§ RECORDS FOR PROCESSING:
>> Begin
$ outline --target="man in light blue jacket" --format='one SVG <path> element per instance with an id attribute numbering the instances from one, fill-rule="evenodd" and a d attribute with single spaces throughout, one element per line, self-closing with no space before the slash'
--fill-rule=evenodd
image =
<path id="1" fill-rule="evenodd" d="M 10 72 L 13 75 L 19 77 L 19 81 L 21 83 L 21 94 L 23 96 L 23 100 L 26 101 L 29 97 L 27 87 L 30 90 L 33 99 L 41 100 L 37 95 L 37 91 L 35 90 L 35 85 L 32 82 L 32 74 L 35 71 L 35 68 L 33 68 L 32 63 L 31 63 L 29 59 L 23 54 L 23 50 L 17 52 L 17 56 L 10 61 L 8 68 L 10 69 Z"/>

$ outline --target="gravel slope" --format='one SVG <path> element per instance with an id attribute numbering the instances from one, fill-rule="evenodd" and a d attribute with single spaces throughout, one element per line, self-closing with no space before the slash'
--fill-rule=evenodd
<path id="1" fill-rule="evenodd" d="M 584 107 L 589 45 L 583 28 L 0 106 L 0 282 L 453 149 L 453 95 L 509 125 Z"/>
>> End
>> Begin
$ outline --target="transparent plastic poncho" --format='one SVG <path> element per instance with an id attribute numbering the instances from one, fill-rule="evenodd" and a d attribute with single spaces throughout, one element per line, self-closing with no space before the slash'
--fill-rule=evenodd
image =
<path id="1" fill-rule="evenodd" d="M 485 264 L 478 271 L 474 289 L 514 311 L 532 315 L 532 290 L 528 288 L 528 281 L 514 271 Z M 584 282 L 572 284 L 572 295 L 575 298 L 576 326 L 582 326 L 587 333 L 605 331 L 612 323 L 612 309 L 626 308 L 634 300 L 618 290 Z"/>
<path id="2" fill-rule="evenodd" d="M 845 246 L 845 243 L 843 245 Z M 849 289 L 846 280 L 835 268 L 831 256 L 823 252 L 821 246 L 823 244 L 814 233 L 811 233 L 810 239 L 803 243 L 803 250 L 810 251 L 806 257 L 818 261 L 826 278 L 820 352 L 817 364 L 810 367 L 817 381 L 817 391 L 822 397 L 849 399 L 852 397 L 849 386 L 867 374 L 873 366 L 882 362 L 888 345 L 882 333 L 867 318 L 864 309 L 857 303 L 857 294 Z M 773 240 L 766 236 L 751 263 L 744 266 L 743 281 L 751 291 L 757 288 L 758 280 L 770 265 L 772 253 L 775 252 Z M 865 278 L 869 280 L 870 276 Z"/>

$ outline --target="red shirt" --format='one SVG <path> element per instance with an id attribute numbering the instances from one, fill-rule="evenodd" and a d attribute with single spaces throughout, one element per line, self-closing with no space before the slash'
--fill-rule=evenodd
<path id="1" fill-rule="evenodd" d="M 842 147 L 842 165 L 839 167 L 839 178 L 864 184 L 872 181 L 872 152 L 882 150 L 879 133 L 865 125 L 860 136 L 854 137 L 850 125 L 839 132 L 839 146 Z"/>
>> End
§ GIVEN INSTRUCTION: Copy out the records from the line containing "in light blue" through the line containing "584 107 L 589", both lines included, without any changes.

§ THE OUTPUT:
$ outline --target="man in light blue jacket" --format='one SVG <path> element per instance with an id attribute numbering the instances from one, fill-rule="evenodd" and a d attribute with single spaces throughout, one element per line, self-closing with no space before the slash'
--fill-rule=evenodd
image =
<path id="1" fill-rule="evenodd" d="M 10 72 L 13 75 L 19 77 L 19 81 L 21 83 L 21 94 L 23 96 L 23 100 L 26 101 L 29 97 L 27 87 L 30 90 L 33 99 L 41 100 L 37 95 L 37 91 L 35 90 L 35 85 L 32 82 L 32 74 L 35 71 L 35 68 L 33 68 L 32 63 L 31 63 L 29 59 L 23 54 L 23 50 L 17 52 L 17 56 L 10 61 L 8 68 L 10 69 Z"/>

$ outline --target="gravel slope" --format='one SVG <path> element per instance with an id attribute numbering the instances from one, fill-rule="evenodd" and a d attribute with single spaces throughout, one element per line, self-closing with no space before the slash'
--fill-rule=evenodd
<path id="1" fill-rule="evenodd" d="M 584 107 L 589 45 L 583 28 L 0 106 L 0 282 L 453 149 L 453 95 L 509 125 Z"/>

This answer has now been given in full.